DIRECTIONS FOR THIS TASK: Please pull out and copy every line in the items below that contains the string "tree". Case counts, so only lines where it appears with that exact capitalization qualify.

EXERCISE MATERIAL:
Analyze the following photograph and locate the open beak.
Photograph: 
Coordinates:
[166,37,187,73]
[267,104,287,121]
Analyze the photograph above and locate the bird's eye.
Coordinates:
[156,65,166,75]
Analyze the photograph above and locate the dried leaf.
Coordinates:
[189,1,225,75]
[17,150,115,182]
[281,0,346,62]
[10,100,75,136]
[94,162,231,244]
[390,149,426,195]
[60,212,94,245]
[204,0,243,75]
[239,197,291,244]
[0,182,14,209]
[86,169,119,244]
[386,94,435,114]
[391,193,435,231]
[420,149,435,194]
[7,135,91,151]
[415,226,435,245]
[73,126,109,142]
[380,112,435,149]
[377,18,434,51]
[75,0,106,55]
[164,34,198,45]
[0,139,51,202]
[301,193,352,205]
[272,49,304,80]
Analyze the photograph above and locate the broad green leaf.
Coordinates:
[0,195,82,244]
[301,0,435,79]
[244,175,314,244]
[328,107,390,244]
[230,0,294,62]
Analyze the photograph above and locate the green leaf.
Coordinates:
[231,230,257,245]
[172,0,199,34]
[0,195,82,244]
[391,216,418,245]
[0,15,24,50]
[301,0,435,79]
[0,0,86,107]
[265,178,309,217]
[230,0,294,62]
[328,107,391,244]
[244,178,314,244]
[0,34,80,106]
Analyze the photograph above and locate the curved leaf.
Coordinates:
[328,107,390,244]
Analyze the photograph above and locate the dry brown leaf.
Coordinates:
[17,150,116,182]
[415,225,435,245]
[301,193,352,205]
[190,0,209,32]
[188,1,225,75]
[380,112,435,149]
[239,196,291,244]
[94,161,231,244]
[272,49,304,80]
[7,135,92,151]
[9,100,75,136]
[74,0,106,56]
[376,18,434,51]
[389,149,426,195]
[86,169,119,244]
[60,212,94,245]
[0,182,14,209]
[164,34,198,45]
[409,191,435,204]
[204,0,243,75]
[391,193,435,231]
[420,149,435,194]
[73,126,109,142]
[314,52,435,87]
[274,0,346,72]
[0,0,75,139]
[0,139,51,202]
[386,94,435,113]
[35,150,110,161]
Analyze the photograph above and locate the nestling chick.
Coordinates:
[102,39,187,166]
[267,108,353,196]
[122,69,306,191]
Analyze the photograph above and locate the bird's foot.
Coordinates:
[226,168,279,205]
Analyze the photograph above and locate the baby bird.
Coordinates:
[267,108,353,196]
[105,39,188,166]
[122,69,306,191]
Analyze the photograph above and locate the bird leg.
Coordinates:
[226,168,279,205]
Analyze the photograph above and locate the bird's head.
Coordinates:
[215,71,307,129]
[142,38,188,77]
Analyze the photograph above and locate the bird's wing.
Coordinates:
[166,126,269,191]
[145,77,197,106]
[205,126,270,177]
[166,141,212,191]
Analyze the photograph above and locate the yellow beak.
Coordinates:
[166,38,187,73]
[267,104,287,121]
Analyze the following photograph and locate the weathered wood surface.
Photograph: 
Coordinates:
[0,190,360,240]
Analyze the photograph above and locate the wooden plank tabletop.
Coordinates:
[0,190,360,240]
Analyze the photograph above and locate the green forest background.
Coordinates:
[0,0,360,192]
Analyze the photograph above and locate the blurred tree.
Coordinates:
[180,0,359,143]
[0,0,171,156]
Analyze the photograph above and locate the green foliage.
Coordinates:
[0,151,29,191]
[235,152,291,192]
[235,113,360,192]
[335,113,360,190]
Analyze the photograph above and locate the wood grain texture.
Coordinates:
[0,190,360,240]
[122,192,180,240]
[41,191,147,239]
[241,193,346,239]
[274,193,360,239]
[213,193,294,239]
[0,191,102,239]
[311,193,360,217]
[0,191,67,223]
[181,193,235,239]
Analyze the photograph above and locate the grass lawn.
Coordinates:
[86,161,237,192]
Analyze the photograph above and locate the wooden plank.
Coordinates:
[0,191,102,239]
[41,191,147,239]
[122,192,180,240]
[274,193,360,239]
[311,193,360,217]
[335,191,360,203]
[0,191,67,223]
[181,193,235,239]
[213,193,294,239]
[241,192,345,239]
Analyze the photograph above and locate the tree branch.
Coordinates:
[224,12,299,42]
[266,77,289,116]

EXPECTED ANSWER:
Analyze the photograph above and locate the blurred tree.
Analyze the photograph above and locate the tree branch.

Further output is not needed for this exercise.